*Lines taken from a collection*.
# # # # # # #
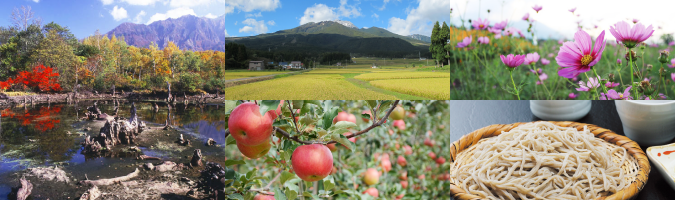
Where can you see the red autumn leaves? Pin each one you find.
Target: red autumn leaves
(42, 79)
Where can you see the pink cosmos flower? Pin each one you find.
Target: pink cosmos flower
(513, 61)
(572, 95)
(592, 83)
(536, 8)
(531, 58)
(576, 57)
(630, 36)
(612, 94)
(465, 42)
(611, 85)
(544, 61)
(500, 25)
(483, 40)
(481, 24)
(494, 30)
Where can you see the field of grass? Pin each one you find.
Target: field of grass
(305, 86)
(432, 88)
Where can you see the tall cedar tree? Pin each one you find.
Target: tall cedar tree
(436, 48)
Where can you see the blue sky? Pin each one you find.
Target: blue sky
(84, 17)
(403, 17)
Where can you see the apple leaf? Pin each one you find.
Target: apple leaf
(235, 196)
(267, 105)
(343, 140)
(285, 176)
(278, 195)
(343, 125)
(328, 117)
(291, 194)
(234, 162)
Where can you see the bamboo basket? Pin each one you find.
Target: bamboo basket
(637, 162)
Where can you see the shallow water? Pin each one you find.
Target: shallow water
(37, 135)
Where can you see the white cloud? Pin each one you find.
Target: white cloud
(420, 20)
(251, 5)
(259, 14)
(139, 17)
(118, 13)
(317, 13)
(175, 13)
(255, 26)
(321, 12)
(211, 16)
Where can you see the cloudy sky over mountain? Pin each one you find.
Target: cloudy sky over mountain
(83, 17)
(404, 17)
(556, 21)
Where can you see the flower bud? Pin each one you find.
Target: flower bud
(611, 77)
(663, 57)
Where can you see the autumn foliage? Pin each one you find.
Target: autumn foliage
(42, 79)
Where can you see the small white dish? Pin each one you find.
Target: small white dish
(560, 110)
(665, 163)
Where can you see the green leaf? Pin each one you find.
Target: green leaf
(235, 196)
(291, 194)
(328, 117)
(343, 125)
(285, 176)
(344, 141)
(278, 195)
(234, 162)
(267, 105)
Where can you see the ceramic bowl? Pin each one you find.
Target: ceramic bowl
(560, 110)
(648, 122)
(664, 163)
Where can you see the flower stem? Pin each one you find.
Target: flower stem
(514, 84)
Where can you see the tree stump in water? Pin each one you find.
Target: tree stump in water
(22, 192)
(196, 158)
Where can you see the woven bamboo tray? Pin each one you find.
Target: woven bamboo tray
(639, 161)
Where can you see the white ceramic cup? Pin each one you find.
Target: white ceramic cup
(648, 122)
(560, 110)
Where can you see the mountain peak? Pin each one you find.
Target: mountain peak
(346, 23)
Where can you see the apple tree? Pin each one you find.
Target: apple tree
(336, 150)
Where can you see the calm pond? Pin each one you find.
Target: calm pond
(50, 135)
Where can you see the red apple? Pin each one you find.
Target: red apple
(312, 162)
(371, 176)
(440, 160)
(332, 147)
(400, 124)
(344, 116)
(248, 127)
(432, 155)
(403, 176)
(401, 161)
(398, 113)
(255, 151)
(372, 192)
(404, 184)
(429, 142)
(264, 197)
(407, 149)
(366, 119)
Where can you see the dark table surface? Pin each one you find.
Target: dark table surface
(468, 116)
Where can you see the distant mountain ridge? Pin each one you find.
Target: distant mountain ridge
(189, 32)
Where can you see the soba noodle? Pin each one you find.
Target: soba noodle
(542, 161)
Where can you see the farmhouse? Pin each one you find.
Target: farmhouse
(256, 66)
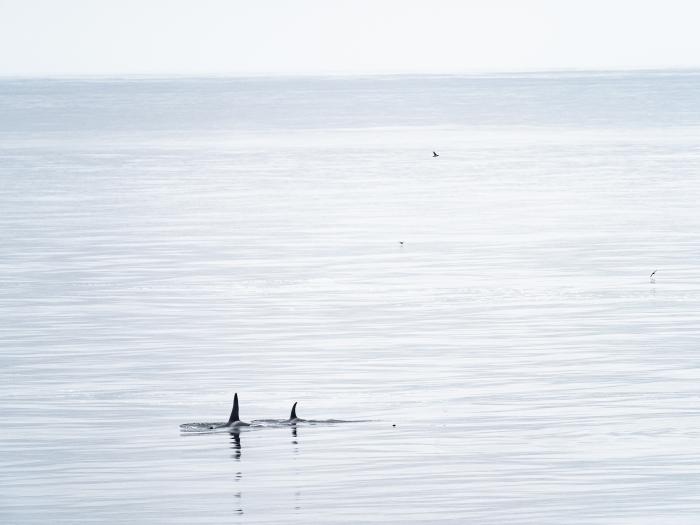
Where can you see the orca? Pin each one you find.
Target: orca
(293, 416)
(234, 421)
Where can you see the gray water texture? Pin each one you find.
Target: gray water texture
(168, 242)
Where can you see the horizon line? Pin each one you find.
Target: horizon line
(330, 74)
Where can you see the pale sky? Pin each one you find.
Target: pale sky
(219, 37)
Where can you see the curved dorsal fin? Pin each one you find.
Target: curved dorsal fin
(234, 412)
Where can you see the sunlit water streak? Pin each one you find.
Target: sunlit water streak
(168, 243)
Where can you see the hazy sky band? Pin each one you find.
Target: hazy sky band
(217, 37)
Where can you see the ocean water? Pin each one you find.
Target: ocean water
(169, 242)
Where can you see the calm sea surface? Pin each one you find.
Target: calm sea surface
(168, 242)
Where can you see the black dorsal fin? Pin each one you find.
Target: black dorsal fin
(234, 413)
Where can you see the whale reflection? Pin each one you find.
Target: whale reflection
(236, 445)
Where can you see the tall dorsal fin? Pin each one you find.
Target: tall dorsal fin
(234, 413)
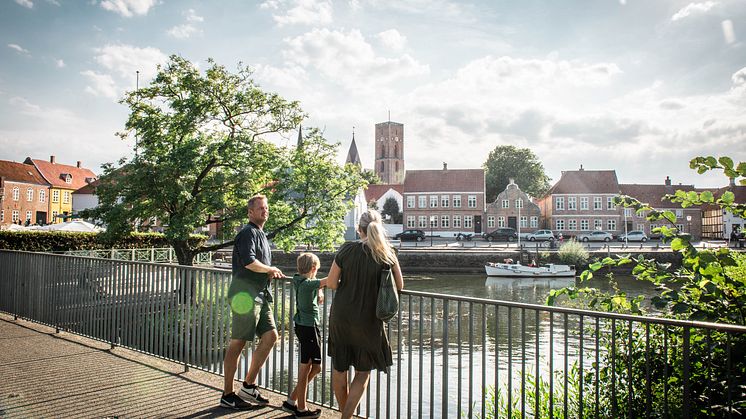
# # # # # # #
*Direction*. Copy every one of the lines above word for word, leaving out the pictures.

*Task answer*.
Where can you see the red autumn leaves? Pin each one you find.
Target: red autumn leaves
(42, 79)
Where can you see the pink cosmos flower? Pin each one you find.
Target: pink cosmos flower
(513, 61)
(572, 95)
(592, 83)
(536, 8)
(531, 58)
(576, 57)
(630, 36)
(612, 94)
(465, 42)
(611, 85)
(544, 61)
(500, 25)
(483, 40)
(481, 24)
(494, 30)
Where can you see the field of grass? Pin each one you find.
Target: field of grass
(305, 86)
(432, 88)
Where can you see the tall cedar tree? Pin each one you find.
Target: tall cedar tree
(436, 48)
Where can you see the blue sky? Pin each one you find.
Target: blue sky
(84, 17)
(403, 17)
Where can you see the apple leaf? Pin each one you find.
Target: apple leaf
(235, 196)
(267, 105)
(343, 140)
(285, 176)
(278, 195)
(343, 125)
(328, 117)
(291, 194)
(234, 162)
Where can you see the bamboo basket? Pin each one you find.
Target: bamboo basket
(637, 162)
Where can you see the shallow water? Pin each one you find.
Target: shallow water
(37, 135)
Where can you see the white cloud? Pin each one you find.
Target: white cloud
(420, 20)
(251, 5)
(259, 14)
(139, 17)
(118, 13)
(317, 13)
(175, 13)
(255, 26)
(321, 12)
(211, 16)
Where can you see the cloudy sky over mountain? Pin each one you find.
Target: cloudy sky over mountain
(83, 17)
(404, 17)
(556, 21)
Where can you see the flower bud? Pin each one you find.
Target: flower bud
(611, 77)
(663, 57)
Where can you see the autumn foliage? Pin each one you find.
Target: autumn foliage
(42, 79)
Where can you see the small white dish? Pin each one you find.
Target: small white dish
(560, 110)
(665, 163)
Where can you see the green leaf? Pin each one you find.
Target: green leaf
(235, 196)
(291, 194)
(328, 117)
(343, 125)
(285, 176)
(344, 141)
(278, 195)
(234, 162)
(267, 105)
Where can you see the ceramic bowl? Pin each one you find.
Target: ceramic bowl
(560, 110)
(648, 122)
(664, 163)
Where can you see the flower stem? Pin each one you find.
Target: flower stem
(514, 84)
Where can you see the tree stump in water? Pin each one you find.
Target: tree stump in water
(22, 192)
(196, 158)
Where can you see the woven bamboo tray? Pin each one you find.
Target: woven bamboo tray
(639, 161)
Where can you see the white ceramic cup? Pin each one you find.
Target: white ceramic cup
(648, 122)
(560, 110)
Where can you see the mountain peak? Pin each one you find.
Target: mountain peak
(346, 23)
Where can you see the apple tree? Pin each one you find.
Target: apple tree
(336, 150)
Where can you see the calm pond? Pin each one you find.
Target: calm pond
(50, 135)
Where can you see the red apple? Pin each one you find.
Target: red apple
(312, 162)
(371, 176)
(440, 160)
(332, 147)
(400, 124)
(344, 116)
(248, 127)
(432, 155)
(403, 176)
(401, 161)
(398, 113)
(255, 151)
(372, 192)
(404, 184)
(429, 142)
(264, 197)
(407, 149)
(366, 119)
Where can you see the dark table surface? Pin each one you find.
Target: dark table surface
(468, 116)
Where can you see the distant mountain ridge? Pin each one you find.
Target: distant mountain ridge
(189, 32)
Where can you see the soba noodle? Pin each one you find.
Target: soba noodle
(542, 161)
Where can you see the farmhouse? Pin each one you find.
Target: farmhouse
(256, 66)
Where can you see the orca? Pin each one you find.
Target: orca
(293, 416)
(234, 421)
Where can you see the gray water texture? Pin each one you find.
Target: gray water texture
(168, 242)
Where can you see the horizon line? Pin each one you find.
Target: horizon line
(330, 74)
Where can you see the pale sky? Pin each one you find.
Target: pale sky
(219, 37)
Where can you see the curved dorsal fin? Pin each one you find.
Target: curved dorsal fin
(234, 412)
Where can you see the sunlit water streak? Pin each one you find.
Target: sunlit water streak
(168, 243)
Where can you see the hazy sky band? Pin each one you find.
Target: hazy sky band
(217, 37)
Where can you see the ocean water? Pin each one you find.
Target: ocean water
(169, 242)
Where can you see the calm sea surface? Pin each one you find.
Target: calm sea surface
(168, 242)
Where can you see the black dorsal fin? Pin each one you find.
Target: black dorsal fin
(234, 413)
Where can you see the whale reflection? Pin each one you find.
Target: whale reflection
(236, 445)
Where can you see the tall dorsal fin? Pin each one you find.
Target: tall dorsal fin
(234, 413)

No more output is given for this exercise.